## To do
Only the lines from the one containing "Where can the snow slope" through the last line below should be written out, exactly and with both ends kept.

## Data section
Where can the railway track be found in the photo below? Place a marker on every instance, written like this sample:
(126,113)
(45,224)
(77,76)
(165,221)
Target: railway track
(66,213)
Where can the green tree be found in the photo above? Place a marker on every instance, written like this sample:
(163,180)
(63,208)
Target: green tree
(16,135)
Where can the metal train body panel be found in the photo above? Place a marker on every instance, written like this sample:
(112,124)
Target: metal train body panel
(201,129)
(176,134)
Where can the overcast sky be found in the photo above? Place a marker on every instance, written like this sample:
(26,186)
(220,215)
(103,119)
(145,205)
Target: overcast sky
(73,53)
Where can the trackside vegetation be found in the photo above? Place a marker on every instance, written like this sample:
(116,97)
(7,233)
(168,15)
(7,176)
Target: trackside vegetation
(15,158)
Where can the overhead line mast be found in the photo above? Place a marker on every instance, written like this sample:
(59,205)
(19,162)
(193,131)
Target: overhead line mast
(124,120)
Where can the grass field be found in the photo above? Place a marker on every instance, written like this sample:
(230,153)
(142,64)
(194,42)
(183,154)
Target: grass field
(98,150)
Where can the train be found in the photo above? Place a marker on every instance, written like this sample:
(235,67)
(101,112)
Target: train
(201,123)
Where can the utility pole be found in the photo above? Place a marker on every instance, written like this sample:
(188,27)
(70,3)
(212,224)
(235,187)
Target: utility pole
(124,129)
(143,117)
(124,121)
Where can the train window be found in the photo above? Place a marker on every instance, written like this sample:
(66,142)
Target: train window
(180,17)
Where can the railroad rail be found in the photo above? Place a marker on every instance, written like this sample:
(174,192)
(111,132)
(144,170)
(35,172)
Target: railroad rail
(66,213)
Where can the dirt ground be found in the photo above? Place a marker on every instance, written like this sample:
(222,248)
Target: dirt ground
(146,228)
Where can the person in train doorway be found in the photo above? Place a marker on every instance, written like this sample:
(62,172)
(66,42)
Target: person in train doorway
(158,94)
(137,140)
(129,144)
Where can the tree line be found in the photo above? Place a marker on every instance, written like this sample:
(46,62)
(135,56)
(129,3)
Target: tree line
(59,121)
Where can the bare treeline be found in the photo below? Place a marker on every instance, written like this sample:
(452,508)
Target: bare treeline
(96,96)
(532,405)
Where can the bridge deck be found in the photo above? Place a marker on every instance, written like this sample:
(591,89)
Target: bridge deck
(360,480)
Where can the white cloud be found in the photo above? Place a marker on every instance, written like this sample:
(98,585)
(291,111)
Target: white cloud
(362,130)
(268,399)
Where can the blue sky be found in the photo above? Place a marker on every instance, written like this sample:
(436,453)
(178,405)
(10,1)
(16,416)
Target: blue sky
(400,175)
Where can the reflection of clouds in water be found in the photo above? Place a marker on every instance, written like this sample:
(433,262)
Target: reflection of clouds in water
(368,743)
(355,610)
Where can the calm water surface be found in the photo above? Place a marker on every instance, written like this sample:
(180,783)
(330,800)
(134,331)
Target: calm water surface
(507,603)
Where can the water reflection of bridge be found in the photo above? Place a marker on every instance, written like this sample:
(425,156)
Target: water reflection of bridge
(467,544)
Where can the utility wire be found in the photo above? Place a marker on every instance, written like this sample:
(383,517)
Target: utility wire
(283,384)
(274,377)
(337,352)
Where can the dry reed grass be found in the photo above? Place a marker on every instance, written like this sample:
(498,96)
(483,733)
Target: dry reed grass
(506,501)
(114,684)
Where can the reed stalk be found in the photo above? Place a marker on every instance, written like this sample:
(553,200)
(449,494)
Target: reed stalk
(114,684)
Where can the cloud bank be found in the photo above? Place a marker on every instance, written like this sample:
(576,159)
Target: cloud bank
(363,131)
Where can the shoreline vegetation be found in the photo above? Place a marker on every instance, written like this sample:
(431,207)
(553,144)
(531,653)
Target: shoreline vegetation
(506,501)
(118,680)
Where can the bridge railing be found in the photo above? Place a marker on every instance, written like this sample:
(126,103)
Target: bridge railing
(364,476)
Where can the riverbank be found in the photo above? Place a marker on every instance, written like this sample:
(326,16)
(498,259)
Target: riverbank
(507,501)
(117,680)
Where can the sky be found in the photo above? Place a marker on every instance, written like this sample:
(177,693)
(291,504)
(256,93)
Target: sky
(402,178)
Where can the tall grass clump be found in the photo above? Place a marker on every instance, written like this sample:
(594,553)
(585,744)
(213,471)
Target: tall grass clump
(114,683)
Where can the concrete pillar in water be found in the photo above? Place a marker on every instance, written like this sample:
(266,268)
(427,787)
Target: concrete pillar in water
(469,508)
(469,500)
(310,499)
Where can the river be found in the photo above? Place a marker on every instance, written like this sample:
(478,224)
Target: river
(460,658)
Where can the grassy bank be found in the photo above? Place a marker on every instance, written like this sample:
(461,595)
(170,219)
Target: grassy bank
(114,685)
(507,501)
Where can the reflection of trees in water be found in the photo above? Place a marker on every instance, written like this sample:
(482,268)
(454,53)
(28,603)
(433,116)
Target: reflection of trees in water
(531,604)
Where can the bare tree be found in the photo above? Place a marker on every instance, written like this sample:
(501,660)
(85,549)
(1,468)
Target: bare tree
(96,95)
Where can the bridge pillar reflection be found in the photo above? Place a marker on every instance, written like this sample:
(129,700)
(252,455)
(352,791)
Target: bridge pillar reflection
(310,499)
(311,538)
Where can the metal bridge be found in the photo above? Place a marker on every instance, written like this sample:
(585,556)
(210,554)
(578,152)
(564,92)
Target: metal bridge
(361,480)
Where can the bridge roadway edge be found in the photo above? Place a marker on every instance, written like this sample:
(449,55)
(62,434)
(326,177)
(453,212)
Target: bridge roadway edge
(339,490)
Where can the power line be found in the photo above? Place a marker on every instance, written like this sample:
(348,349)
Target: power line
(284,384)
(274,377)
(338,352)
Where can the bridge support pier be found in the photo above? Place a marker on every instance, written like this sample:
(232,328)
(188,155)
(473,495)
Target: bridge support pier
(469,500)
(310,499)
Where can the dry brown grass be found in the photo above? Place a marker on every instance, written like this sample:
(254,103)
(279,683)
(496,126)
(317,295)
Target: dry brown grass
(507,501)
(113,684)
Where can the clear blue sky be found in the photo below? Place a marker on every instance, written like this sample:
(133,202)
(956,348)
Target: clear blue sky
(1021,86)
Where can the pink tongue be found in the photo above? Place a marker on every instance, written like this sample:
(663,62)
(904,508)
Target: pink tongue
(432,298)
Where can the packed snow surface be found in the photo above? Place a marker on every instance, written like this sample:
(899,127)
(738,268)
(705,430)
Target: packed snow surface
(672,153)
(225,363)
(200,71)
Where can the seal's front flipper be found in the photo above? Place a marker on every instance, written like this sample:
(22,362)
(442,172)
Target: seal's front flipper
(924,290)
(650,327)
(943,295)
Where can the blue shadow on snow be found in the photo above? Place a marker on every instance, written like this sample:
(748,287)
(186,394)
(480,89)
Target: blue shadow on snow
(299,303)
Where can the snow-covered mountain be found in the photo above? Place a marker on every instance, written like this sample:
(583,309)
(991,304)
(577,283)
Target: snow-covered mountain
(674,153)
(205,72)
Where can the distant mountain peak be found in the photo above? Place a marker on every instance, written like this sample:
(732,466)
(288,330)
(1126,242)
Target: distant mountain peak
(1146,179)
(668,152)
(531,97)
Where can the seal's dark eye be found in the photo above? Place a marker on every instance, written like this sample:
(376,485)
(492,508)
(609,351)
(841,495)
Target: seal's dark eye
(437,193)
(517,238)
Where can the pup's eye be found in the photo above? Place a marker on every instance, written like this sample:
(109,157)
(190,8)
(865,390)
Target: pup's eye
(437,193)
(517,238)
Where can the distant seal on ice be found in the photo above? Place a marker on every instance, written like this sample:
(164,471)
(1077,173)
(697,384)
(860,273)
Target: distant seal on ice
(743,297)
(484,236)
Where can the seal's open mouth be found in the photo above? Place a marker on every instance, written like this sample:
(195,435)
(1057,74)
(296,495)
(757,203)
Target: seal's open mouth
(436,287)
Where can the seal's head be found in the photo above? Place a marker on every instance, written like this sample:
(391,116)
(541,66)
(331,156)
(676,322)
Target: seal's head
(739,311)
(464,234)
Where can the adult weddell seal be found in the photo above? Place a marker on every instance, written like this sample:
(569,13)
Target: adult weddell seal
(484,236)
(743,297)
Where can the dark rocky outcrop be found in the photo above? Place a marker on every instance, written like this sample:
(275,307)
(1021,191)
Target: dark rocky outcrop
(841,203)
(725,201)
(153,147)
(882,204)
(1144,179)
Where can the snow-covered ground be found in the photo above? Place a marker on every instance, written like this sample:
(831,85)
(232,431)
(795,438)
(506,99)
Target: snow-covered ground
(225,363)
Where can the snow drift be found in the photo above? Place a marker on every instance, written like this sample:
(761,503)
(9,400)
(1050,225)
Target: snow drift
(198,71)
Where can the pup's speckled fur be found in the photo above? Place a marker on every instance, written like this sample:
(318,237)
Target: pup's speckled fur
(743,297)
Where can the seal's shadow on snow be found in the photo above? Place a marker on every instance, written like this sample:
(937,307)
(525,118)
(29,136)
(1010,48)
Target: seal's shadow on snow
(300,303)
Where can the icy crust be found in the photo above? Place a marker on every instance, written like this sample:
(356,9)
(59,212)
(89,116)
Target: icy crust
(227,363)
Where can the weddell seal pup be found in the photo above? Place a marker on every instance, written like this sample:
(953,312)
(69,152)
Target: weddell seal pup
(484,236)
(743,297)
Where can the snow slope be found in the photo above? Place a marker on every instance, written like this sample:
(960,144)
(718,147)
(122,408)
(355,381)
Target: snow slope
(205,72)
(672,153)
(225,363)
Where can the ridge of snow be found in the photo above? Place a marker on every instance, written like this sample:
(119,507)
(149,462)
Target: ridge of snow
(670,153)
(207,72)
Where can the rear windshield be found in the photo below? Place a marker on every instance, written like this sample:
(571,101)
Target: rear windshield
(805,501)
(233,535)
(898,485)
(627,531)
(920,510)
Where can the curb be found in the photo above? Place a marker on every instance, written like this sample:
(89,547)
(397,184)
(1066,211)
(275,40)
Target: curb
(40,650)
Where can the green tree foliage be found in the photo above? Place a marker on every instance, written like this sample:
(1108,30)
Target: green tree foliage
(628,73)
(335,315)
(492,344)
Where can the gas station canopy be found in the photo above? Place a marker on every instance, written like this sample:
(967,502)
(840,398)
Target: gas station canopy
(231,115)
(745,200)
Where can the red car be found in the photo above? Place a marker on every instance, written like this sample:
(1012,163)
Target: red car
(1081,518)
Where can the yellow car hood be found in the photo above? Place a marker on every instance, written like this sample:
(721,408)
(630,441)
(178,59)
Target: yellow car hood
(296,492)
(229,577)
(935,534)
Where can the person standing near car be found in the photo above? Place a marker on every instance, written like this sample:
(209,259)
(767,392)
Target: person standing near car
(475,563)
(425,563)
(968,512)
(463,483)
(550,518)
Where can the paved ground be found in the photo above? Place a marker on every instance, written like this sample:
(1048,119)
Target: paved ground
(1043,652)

## The result
Where can the snow slope be found in the photo above? Place a marker on every instance, written like this sample:
(960,144)
(718,147)
(122,408)
(355,381)
Target: snow slope
(205,72)
(672,153)
(225,363)
Where can the ridge of snow be found in the photo above? Place a marker on every instance, written like this sample:
(119,507)
(149,462)
Target: ridge of snow
(670,153)
(207,72)
Where can the rear windshield be found in the photo below? Place a marker on every instance, written like this sample:
(571,101)
Target: rear windshield
(805,501)
(233,535)
(898,485)
(627,531)
(920,510)
Where can the curb be found in the photo above? Place a marker on every instance, written like this sample:
(89,547)
(397,184)
(1066,211)
(275,40)
Target: curb
(40,650)
Where can the green tree foliage be found in the photo above? Place a marker on every instance, written like this sample:
(1108,30)
Target: green tree foliage
(628,73)
(335,315)
(492,344)
Where can the gas station canopy be found in the photo above? Place a marker on every instance, written like this sample:
(967,502)
(840,398)
Target: gas station canopy
(231,115)
(745,200)
Where can the red car be found in the photo above? Place a marker on every instance, written like this sample:
(1012,163)
Target: red car
(1081,518)
Where can the yellow car hood be found in the photo above? Place a marker on every instance, written like this sample:
(721,408)
(630,441)
(178,59)
Target: yellow car hood
(296,492)
(229,577)
(935,534)
Where can the person standing near car be found in the photo above? Place a marker on every instance, written like this sample:
(209,259)
(767,392)
Target: person standing near car
(475,563)
(425,563)
(968,512)
(463,483)
(550,518)
Where can the paved ground be found in the photo above? Place a marker on every instance, written like this sample:
(1048,119)
Target: paved ground
(1043,652)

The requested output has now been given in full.